Written problem: Pull the passage from the Qumulo article below, starting with "The Core OS" and going on through "jumps to 144 TB.", and copy it word for word.

Given text:
:::::

Filer upstart Qumulo rubs out mirroring, slots in erasure coding
Scale-out NAS-er gets usable capacity gain. Neat
Scale-out filer startup Qumulo has replaced mirroring with erasure coding in v2.0 of its Core OS to deliver a 33 per cent gain in usable capacity.
It's also added real-time analytics, adopted HGST helium-filled disk drive technology and has three new appliances using HGST drives.
Qumulo delivers its technology as software-only on third-party hardware, meaning HPE, and as combined hardware/software appliances.
The Core OS provides storage through QSFS (Qumulo Scalable File System) which is built on top of an object store block layer, with files split into chunks of data for storage and placed on multiple drives. The system can scale out to store billions of files, both small and large. Protection (erasure coding) is carried out on chunks and not at file-level.
Reed-Solomon erasure coding offers +4 and +5 protection with +2 overhead. It entails less overhead than mirroring and provides greater headroom as capacity scales out. A QC24 appliance with 240 TB of raw capacity has 114 TB usable after mirroring. With erasure coding used instead, the usable capacity jumps to 144 TB.
Core OS can withstand two concurrent drive failures or a complete node collapse, with no data loss.
If a drive fails then its contents are rebuilt by nodes across the cluster using a logical spare concept. We get parallel rebuilding across the cluster nodes, and a failed 10TB drive can have its contents rebuilt in under an hour, which is remarkable by RAID rebuild standards.
In Qumulo's view, 10TB drives obsolete RAID because their rebuild times are so long.
Qumulo ships a tool that provides predictive analytics on the Qumulo nodes' performance, such as capacity trends. We're told it's an open source tool and will be built into the user interface in a forthcoming release.
The real-time analytics are built into the file system and can tell admins where data is stored, which users or applications are accessing what files, what should be archived, backed up or deleted, and why data grows. In a little more detail it provides;
- Immediate answers to how storage capacity usage has changed in the past 72 hours, 30 days, and 52 weeks
- Users can drill down to understand which files have been added and deleted by path
- Users can answer questions auch as “Where did all of my storage capacity go?” and “When will I run out of storage space and why?”
Here's a sample screenshot:
The screenshot above shows a capacity usage history over 30 days with the green bars showing per-day changes and the white bar being a highlighted per-day change. The horizontal drill-down bar chart below shows the individual changes that day with the access paths identified so admin staff can see which accessing hosts are responsible for array capacity usage.
There is also a remote monitoring system which uses lighter weight telemetry. Qumulo runs analytics against that data in the cloud.
Qumulo has a cluster design with an appliance hybrid disk/flash product range: the 1U QC24 (1.6TB flash/24TB disk) and the 4U QC208 (2.6TB flash/208TB disk.)

:::::

Available data:

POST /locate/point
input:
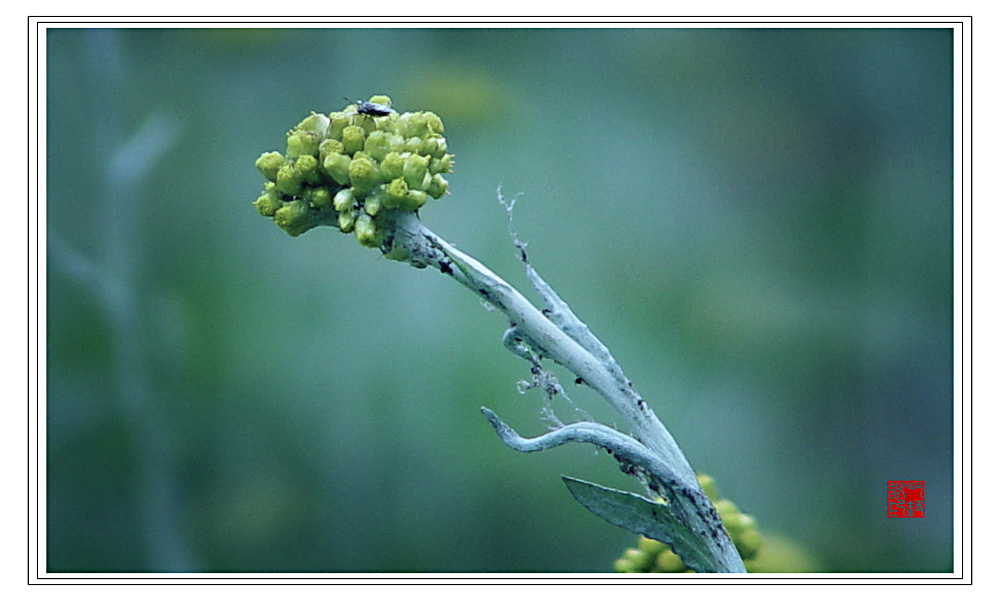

:::::

Complete output:
The Core OS provides storage through QSFS (Qumulo Scalable File System) which is built on top of an object store block layer, with files split into chunks of data for storage and placed on multiple drives. The system can scale out to store billions of files, both small and large. Protection (erasure coding) is carried out on chunks and not at file-level.
Reed-Solomon erasure coding offers +4 and +5 protection with +2 overhead. It entails less overhead than mirroring and provides greater headroom as capacity scales out. A QC24 appliance with 240 TB of raw capacity has 114 TB usable after mirroring. With erasure coding used instead, the usable capacity jumps to 144 TB.